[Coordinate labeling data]
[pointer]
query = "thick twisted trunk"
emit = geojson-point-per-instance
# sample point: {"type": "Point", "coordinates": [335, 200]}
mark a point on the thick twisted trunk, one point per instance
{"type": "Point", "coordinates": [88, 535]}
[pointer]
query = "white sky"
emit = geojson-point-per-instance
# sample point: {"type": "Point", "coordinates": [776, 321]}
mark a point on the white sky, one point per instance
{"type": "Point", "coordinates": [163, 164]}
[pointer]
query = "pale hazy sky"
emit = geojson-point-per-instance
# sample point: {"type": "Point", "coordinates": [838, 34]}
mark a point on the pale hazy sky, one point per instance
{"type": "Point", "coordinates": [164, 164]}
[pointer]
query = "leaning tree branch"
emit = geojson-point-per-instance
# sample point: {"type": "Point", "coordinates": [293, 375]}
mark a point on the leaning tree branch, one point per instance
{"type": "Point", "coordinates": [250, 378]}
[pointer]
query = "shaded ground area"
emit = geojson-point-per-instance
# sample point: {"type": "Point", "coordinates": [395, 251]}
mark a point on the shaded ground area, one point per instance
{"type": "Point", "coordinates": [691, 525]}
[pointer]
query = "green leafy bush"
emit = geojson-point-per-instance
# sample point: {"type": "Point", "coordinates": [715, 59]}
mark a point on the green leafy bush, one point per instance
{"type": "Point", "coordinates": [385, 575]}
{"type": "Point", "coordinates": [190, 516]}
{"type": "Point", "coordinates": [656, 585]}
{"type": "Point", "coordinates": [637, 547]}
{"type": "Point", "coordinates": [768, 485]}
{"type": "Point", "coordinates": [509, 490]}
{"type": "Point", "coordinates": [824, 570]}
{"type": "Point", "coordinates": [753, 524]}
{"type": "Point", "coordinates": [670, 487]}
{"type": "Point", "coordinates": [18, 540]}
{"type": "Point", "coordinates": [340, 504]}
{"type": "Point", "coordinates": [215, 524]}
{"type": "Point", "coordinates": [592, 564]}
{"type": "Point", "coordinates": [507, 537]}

■ Directions for this task ■
Please count how many lines in the rows above contain the string "ground", matching case exactly, and reply with only that number.

■ Expected output ■
2